* _Requirement_
Please transcribe the lines of the listing below between the line containing "overhead power line?" and the line containing "435,0 -> 1344,896", inclusive, and nothing else.
-- begin --
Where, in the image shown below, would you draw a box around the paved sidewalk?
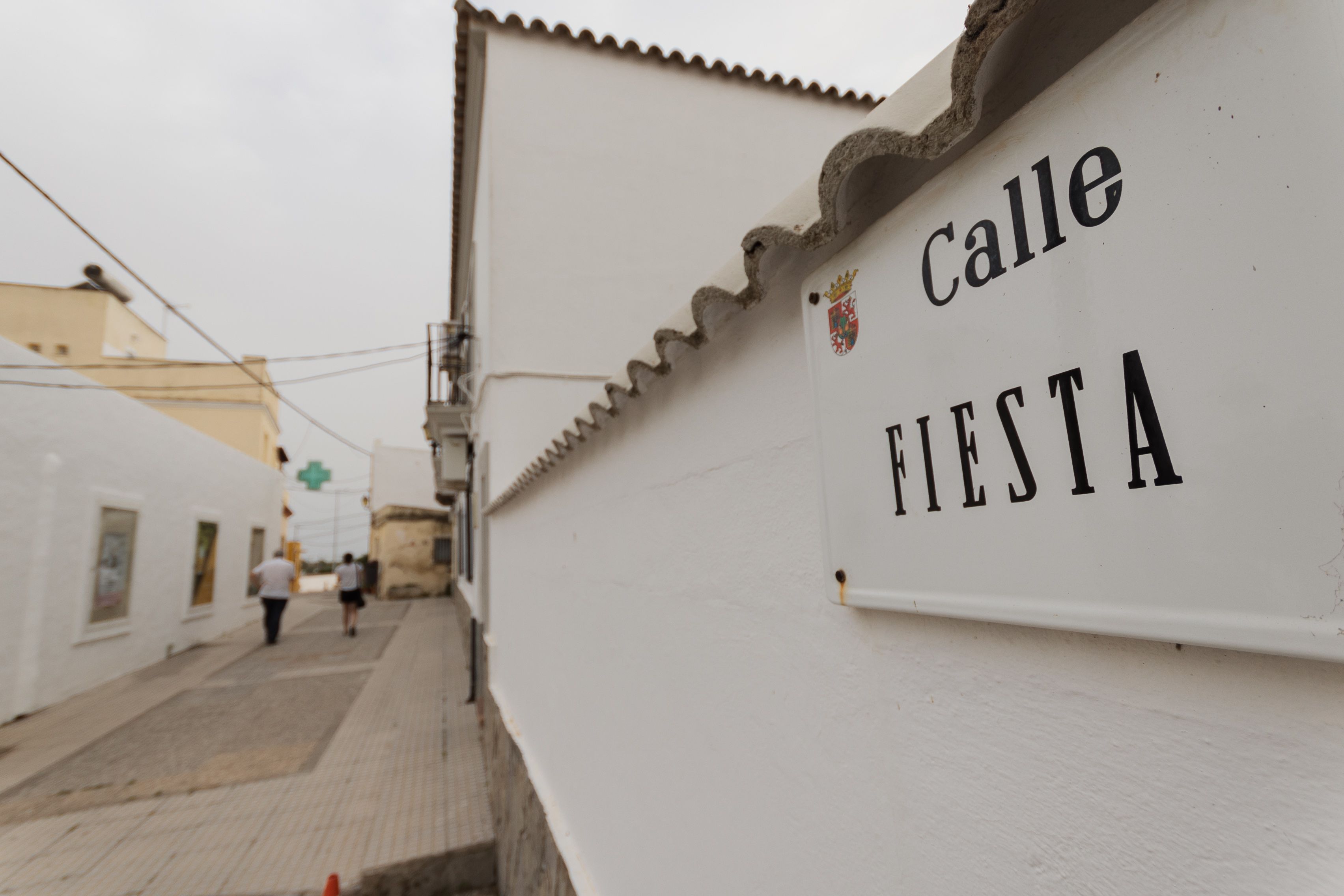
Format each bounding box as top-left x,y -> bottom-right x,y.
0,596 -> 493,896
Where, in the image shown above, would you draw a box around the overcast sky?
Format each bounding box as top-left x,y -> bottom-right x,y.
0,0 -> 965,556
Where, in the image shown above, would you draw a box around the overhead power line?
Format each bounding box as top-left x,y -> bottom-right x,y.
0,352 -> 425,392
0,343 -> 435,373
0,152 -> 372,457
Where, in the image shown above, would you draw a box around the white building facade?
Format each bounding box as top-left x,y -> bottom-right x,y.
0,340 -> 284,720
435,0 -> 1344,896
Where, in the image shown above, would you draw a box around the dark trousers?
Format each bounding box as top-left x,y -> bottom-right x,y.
-- end --
-- begin --
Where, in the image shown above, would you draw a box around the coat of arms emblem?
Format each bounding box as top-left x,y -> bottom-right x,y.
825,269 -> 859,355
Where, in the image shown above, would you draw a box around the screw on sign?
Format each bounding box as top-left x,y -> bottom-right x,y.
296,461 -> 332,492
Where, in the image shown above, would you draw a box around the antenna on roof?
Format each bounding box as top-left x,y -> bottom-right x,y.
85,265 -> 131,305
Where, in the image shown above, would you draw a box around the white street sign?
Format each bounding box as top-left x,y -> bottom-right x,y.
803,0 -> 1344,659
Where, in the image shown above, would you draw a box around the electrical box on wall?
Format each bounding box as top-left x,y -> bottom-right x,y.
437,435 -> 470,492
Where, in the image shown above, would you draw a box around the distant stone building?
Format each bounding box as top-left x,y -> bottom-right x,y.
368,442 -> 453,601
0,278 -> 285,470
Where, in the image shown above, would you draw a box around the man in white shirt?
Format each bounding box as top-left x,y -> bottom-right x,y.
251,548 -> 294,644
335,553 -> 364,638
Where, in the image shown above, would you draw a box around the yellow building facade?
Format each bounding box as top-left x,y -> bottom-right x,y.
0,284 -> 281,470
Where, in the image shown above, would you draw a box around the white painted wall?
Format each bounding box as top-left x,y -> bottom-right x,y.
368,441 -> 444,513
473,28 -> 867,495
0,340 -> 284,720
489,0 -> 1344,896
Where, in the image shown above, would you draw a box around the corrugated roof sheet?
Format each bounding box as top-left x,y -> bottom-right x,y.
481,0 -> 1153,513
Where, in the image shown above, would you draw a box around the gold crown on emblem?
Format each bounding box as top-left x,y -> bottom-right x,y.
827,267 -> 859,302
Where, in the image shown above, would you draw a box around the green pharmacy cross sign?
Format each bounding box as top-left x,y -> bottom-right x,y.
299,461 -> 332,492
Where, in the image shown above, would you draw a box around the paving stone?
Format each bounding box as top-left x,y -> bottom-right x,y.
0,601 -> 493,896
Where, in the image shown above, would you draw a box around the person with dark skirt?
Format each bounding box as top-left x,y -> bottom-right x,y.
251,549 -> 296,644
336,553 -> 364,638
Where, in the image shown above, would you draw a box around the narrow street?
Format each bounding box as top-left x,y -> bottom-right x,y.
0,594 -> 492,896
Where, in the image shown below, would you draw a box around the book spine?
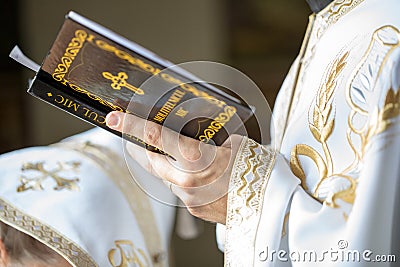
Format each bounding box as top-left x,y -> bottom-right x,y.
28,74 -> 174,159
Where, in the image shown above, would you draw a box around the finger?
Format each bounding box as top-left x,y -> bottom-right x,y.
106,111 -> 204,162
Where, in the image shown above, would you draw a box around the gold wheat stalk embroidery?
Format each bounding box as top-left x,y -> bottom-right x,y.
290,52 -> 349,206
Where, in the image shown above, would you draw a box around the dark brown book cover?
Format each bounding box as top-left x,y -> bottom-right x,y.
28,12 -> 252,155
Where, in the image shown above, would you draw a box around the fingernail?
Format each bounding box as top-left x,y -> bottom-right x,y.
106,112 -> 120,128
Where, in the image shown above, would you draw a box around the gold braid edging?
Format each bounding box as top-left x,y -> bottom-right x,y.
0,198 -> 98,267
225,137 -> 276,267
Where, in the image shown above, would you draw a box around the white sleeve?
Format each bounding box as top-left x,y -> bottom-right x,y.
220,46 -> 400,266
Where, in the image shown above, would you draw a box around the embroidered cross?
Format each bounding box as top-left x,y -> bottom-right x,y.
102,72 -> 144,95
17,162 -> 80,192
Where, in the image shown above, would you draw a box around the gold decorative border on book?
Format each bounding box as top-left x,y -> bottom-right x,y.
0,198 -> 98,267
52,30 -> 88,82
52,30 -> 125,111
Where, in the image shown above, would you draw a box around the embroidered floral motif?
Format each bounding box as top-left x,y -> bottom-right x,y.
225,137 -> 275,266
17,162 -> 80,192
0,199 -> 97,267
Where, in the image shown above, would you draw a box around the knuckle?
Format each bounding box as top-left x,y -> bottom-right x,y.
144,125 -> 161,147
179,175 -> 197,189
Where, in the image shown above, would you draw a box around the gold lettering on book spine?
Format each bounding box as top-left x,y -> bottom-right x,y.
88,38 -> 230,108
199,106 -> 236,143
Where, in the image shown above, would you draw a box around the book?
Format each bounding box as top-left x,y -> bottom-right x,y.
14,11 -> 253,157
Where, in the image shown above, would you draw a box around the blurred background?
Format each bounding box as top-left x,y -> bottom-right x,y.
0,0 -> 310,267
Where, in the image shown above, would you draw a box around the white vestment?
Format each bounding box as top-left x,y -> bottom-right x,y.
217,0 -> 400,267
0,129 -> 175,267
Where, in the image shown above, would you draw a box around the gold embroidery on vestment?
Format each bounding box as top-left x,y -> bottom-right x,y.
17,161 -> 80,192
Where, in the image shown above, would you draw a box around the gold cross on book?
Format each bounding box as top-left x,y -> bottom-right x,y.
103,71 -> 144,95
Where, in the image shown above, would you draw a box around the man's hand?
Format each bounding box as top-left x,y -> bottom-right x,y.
-- end --
* _Solved problem_
Where, in the image shown above, would you draw a box around the overhead power line?
Format each bounding box as top-left x,y -> bottom-right x,y.
0,352 -> 425,392
0,343 -> 435,373
0,152 -> 372,457
Where, in the image shown above, would you draw a box around the white building facade?
Format each bounding box as top-left x,y -> bottom-right x,y.
0,340 -> 284,720
435,0 -> 1344,896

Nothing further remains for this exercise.